[Begin THE RECORDS]

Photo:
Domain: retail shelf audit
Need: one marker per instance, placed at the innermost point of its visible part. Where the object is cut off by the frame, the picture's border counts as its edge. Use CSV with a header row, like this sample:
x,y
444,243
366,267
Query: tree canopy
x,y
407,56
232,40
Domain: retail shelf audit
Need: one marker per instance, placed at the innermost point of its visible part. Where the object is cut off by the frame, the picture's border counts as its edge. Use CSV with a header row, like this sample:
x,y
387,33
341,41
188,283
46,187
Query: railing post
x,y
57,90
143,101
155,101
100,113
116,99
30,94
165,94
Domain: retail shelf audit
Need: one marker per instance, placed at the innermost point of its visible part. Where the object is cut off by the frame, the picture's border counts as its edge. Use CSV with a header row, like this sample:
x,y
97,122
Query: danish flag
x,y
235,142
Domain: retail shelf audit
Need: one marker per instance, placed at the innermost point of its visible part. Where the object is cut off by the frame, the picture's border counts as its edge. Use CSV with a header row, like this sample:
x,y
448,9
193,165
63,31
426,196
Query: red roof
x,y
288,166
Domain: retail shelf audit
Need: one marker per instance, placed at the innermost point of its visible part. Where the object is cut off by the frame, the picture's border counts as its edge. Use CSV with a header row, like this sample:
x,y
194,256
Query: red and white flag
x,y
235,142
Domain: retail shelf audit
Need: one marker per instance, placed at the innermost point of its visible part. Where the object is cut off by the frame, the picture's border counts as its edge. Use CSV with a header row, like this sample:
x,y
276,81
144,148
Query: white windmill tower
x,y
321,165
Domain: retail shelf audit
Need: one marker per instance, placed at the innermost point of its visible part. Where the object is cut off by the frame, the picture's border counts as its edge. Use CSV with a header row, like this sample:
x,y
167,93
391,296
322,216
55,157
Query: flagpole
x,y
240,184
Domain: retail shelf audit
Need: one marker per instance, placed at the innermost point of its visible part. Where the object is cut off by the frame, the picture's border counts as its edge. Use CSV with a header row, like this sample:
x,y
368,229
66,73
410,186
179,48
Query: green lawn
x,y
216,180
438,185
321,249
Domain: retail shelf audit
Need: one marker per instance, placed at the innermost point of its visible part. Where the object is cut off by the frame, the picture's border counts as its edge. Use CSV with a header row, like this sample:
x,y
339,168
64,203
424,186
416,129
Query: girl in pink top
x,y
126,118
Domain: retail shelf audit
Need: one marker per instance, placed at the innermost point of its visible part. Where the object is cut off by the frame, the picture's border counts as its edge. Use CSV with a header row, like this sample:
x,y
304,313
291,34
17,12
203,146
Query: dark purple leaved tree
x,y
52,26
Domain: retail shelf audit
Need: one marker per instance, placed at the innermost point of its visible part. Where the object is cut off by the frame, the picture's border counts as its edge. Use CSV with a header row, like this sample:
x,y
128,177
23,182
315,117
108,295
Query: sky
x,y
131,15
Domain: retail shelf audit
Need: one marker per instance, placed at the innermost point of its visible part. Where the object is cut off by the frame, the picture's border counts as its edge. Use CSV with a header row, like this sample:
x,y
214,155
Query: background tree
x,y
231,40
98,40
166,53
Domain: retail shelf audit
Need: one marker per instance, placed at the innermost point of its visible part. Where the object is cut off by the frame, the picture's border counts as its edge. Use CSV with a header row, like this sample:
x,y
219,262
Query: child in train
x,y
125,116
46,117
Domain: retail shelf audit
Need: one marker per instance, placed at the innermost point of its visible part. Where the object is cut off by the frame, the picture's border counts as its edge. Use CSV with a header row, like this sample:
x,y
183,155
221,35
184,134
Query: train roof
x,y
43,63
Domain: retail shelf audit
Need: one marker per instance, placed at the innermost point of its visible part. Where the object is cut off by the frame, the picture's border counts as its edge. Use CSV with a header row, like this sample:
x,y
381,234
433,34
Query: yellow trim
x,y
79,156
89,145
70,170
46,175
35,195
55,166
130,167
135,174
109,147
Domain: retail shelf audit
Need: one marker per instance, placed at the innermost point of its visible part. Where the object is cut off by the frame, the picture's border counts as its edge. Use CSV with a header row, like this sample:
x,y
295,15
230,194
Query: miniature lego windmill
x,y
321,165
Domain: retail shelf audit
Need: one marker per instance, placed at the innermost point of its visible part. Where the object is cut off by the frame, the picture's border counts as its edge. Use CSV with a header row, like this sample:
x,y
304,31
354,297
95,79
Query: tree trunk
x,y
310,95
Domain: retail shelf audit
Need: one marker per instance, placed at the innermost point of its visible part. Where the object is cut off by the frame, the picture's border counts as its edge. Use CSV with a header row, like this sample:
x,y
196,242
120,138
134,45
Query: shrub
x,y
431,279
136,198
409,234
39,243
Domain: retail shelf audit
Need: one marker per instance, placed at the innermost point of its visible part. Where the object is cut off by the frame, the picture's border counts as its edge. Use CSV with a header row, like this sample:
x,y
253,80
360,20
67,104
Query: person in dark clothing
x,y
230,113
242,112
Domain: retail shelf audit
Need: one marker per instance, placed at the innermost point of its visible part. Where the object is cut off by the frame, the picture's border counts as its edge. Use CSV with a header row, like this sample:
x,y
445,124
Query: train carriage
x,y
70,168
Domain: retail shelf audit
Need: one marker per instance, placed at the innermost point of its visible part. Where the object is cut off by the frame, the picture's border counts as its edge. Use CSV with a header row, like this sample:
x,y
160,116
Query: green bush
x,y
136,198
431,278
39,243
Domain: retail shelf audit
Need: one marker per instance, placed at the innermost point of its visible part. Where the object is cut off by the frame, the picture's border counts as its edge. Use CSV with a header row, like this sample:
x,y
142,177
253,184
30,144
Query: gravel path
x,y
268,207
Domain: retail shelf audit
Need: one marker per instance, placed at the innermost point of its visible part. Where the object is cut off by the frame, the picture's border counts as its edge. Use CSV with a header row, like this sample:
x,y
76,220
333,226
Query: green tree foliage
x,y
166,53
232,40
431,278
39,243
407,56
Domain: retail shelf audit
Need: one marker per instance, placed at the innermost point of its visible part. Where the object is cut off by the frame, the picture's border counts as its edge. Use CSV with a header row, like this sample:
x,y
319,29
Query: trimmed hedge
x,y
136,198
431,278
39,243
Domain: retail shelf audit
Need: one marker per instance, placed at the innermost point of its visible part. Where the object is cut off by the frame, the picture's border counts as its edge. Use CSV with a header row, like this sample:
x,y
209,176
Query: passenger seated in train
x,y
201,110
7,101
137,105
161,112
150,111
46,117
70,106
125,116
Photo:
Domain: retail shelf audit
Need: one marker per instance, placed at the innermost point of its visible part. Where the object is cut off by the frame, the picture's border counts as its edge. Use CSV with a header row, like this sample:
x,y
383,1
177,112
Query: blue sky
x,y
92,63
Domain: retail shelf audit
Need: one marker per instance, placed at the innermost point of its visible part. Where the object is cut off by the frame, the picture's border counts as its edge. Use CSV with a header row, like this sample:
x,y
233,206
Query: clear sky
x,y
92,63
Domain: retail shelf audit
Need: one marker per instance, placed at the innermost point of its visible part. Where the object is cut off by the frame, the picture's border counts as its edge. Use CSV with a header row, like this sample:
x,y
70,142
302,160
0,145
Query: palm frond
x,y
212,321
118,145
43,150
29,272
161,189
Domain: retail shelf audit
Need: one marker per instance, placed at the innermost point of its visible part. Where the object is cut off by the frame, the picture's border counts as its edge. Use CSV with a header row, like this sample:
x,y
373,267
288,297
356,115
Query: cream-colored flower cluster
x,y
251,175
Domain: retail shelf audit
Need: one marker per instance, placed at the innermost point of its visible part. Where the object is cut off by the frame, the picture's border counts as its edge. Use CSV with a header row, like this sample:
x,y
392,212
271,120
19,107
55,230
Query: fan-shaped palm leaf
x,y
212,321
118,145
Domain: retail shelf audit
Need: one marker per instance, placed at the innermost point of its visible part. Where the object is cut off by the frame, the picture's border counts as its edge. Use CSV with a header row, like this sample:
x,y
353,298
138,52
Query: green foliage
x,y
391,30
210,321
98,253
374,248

[End THE RECORDS]

Please count the lines in the records above that contain the string "foliage", matching case exactly, and give only the number.

2